**WHAT THE TASK ASKS:**
Drop the pictures from the entries below, then reproduce the rest exactly.

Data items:
-=-=-

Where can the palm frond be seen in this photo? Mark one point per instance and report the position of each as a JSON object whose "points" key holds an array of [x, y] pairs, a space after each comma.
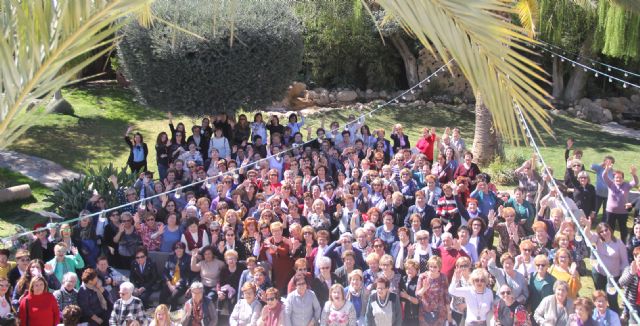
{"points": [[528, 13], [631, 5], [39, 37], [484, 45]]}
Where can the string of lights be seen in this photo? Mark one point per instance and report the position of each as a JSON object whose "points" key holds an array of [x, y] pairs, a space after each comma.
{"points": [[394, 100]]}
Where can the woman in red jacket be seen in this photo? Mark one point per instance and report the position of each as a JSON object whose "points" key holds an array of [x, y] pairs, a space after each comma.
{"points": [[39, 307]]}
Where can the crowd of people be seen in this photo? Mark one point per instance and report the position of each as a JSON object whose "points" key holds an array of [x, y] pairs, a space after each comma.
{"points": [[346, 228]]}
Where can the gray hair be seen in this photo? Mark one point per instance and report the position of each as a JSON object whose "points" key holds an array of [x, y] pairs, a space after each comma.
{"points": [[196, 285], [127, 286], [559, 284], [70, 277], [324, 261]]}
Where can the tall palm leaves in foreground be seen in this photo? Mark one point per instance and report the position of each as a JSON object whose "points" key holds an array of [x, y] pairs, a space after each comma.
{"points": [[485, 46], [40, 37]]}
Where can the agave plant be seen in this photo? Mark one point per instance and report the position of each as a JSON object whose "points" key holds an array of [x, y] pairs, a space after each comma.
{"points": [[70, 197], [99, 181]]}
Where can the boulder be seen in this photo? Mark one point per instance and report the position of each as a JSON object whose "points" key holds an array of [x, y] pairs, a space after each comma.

-=-=-

**EXERCISE SOLUTION:**
Where can the palm frond be seen in this photo? Mark one point per instance and report the position of each as a JSON object whose "points" key holds an array of [x, y] pairs, a space after each comma.
{"points": [[528, 13], [631, 5], [39, 37], [484, 45]]}
Where can the string of lights be seen in this photo? Mark one point per instance and report the position of each as a JSON object whose "points" key holds an array of [x, y] pairs, a space after each comma.
{"points": [[394, 100]]}
Where can the woman in red jacket be seen in this photo? Mark one point per instance and report the position of each as a JSON object whose "points" key holds an array of [x, y] pairs, a space after each comma.
{"points": [[39, 307]]}
Where can the crowd of people be seen in this photo? Mark one point per instance and report the position of each as a JSON object whose "points" key holds an array of [x, y] pairs, a space after each comma.
{"points": [[346, 228]]}
Where can the gray hair be seen in this photo? Mark one point per instance and report the position of each as a JSON object whose "points" key holds an array of [x, y] pairs, a space after each comma.
{"points": [[196, 285], [127, 286], [559, 284], [70, 277], [324, 261]]}
Where can the tall palm leaves in foreground be seen in this photo? Mark one point per instance and report the position of each as a JSON object whose "points" key holds an array of [x, y] pairs, a space after each comma.
{"points": [[485, 46], [40, 37]]}
Where can the agave plant be seen in this photo? Mark one point per instance and report the position of each as a JSON object whose "points" key holds an array of [x, y] pairs, a space after each comma.
{"points": [[70, 197], [99, 181]]}
Where can the boulder be seen in this photo? Mark one point per instance and report the position of each as a JSON object whose "points" key holds an array of [x, y] pairs, a space after each comma.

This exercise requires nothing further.